Exercise data:

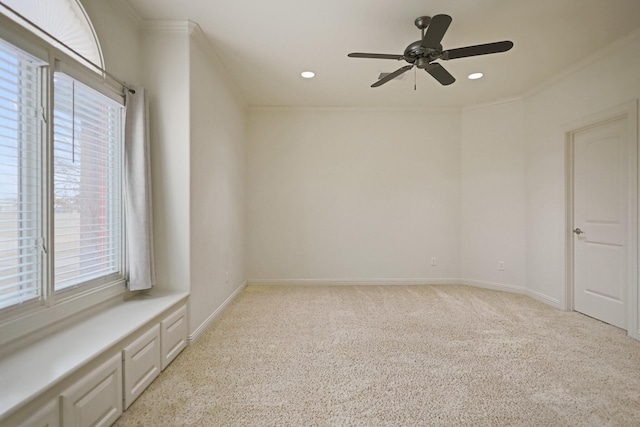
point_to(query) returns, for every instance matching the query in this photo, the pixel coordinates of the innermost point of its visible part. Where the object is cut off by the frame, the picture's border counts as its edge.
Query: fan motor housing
(415, 53)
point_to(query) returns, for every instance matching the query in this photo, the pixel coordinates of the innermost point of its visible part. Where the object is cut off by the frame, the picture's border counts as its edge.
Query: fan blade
(435, 31)
(440, 74)
(375, 56)
(392, 76)
(480, 49)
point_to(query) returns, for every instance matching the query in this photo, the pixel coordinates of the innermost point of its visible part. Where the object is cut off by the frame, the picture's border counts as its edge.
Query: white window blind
(86, 184)
(20, 177)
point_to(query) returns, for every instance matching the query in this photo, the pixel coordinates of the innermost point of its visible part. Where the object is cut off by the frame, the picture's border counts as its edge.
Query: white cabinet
(95, 400)
(47, 416)
(173, 335)
(141, 363)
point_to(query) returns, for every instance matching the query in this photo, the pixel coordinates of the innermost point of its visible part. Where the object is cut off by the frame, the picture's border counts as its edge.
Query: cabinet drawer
(173, 335)
(141, 364)
(47, 416)
(95, 400)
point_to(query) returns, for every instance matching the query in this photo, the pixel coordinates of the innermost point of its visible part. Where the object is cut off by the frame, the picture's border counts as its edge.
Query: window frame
(31, 320)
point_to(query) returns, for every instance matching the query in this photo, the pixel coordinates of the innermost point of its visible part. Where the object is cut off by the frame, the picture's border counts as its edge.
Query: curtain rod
(48, 34)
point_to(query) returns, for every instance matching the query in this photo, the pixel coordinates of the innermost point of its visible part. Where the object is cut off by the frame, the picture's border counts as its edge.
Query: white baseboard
(514, 289)
(209, 320)
(348, 282)
(432, 281)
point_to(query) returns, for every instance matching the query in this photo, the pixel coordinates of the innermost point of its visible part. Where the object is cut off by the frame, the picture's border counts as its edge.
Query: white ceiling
(266, 44)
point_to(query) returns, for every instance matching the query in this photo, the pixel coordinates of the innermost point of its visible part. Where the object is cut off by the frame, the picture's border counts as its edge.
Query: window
(86, 184)
(61, 212)
(20, 177)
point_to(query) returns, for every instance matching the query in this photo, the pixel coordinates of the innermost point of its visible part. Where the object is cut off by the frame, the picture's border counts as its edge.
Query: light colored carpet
(397, 356)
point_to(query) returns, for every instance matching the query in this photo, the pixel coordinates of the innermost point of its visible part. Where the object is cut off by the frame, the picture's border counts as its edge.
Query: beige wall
(352, 194)
(217, 184)
(492, 216)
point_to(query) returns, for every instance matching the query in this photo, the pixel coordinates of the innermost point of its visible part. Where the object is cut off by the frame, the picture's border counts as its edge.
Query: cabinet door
(47, 416)
(141, 361)
(173, 330)
(95, 400)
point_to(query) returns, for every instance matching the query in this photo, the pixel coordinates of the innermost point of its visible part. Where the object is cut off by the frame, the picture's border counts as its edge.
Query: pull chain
(73, 122)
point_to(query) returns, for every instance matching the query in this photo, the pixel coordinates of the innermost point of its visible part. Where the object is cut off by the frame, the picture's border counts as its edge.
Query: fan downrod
(422, 22)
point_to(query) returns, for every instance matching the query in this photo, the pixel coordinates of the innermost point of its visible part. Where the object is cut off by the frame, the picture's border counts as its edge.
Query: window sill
(32, 370)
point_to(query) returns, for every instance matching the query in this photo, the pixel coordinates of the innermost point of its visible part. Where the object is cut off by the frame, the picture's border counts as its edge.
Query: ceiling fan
(423, 52)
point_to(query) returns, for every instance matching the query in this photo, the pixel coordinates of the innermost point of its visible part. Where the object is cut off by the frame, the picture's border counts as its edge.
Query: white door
(601, 221)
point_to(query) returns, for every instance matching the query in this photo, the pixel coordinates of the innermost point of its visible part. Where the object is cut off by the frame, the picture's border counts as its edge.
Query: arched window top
(65, 20)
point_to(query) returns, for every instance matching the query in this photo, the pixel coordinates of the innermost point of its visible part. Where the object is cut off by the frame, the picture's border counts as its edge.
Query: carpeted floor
(397, 356)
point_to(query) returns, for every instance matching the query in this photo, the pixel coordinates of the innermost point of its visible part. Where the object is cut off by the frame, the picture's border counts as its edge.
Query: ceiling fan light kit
(422, 53)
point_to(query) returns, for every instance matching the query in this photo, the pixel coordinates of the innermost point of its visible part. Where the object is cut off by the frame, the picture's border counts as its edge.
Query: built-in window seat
(87, 374)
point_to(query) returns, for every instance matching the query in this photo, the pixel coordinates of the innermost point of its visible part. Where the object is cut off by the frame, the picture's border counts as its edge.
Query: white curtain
(138, 209)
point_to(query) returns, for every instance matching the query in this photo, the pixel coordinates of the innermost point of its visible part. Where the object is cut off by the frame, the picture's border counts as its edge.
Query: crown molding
(355, 108)
(492, 103)
(598, 55)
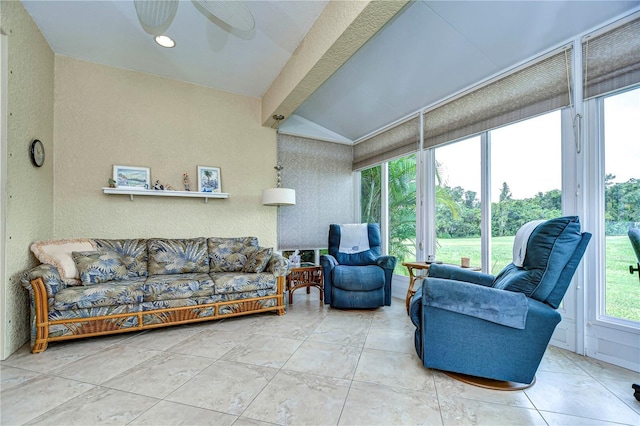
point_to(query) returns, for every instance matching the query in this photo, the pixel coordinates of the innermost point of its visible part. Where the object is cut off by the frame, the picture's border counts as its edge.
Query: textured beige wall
(106, 116)
(29, 207)
(321, 173)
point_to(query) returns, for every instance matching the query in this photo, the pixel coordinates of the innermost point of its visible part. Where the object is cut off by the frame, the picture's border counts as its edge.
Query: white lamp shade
(278, 197)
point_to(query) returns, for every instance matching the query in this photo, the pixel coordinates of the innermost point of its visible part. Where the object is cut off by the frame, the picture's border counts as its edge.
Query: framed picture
(209, 179)
(132, 177)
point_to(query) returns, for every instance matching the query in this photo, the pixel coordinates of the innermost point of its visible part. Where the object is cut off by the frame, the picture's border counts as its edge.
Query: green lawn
(623, 289)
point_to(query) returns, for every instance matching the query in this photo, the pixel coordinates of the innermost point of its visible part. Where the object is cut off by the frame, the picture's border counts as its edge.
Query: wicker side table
(306, 275)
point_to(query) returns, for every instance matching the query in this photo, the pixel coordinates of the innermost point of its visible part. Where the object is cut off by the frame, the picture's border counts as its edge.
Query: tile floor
(313, 366)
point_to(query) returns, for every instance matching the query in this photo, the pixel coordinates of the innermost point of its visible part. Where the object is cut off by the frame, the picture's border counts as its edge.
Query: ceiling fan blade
(232, 12)
(155, 16)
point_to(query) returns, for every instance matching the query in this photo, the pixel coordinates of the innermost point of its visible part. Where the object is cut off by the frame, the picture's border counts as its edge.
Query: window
(371, 195)
(526, 178)
(458, 210)
(622, 203)
(402, 211)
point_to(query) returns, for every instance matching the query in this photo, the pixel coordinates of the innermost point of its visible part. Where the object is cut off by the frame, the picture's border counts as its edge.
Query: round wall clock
(37, 153)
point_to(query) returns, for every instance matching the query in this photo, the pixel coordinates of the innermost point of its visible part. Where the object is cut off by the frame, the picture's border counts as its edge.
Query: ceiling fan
(156, 16)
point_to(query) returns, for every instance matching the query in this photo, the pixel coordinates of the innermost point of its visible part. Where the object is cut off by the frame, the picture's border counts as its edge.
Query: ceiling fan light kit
(165, 41)
(156, 16)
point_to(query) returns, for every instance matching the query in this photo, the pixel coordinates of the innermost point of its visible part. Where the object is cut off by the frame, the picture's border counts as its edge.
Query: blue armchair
(499, 327)
(355, 275)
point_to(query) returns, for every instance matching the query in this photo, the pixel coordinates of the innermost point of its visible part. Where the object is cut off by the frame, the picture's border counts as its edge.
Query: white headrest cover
(521, 240)
(354, 238)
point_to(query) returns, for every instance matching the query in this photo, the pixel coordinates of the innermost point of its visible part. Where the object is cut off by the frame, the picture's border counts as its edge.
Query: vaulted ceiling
(425, 53)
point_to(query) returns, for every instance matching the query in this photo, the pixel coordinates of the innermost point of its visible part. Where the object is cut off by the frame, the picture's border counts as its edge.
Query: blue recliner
(499, 327)
(355, 275)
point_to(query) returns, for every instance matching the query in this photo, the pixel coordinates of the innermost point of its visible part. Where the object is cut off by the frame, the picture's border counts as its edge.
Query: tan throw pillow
(58, 254)
(258, 260)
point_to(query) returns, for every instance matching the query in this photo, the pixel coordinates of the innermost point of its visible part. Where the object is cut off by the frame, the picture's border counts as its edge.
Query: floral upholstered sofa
(90, 287)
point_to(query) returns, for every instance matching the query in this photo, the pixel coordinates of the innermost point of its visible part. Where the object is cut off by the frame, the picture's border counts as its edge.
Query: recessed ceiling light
(164, 41)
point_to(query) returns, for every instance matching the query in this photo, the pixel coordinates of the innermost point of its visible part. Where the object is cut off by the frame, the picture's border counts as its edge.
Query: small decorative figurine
(185, 179)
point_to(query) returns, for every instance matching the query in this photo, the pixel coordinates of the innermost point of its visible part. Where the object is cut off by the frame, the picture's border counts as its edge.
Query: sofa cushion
(58, 254)
(230, 254)
(177, 256)
(183, 286)
(227, 283)
(358, 278)
(133, 252)
(95, 267)
(258, 260)
(554, 239)
(111, 293)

Work task:
Lines in scope run from the one holding "Query: small decorative figurine" to the last line of the material above; transcribe them exactly and omit the rest.

Your solution:
Query: small decorative figurine
(185, 179)
point_to(query) returns, for every instance matching the query in this photo, the pixel coordinates of the innermost point of its visible part. Where the object is cut off by the frame, the picture's border counts as its edge.
Query: sofa cushion
(58, 254)
(230, 254)
(177, 256)
(183, 286)
(227, 283)
(358, 278)
(133, 252)
(95, 267)
(258, 260)
(554, 239)
(111, 293)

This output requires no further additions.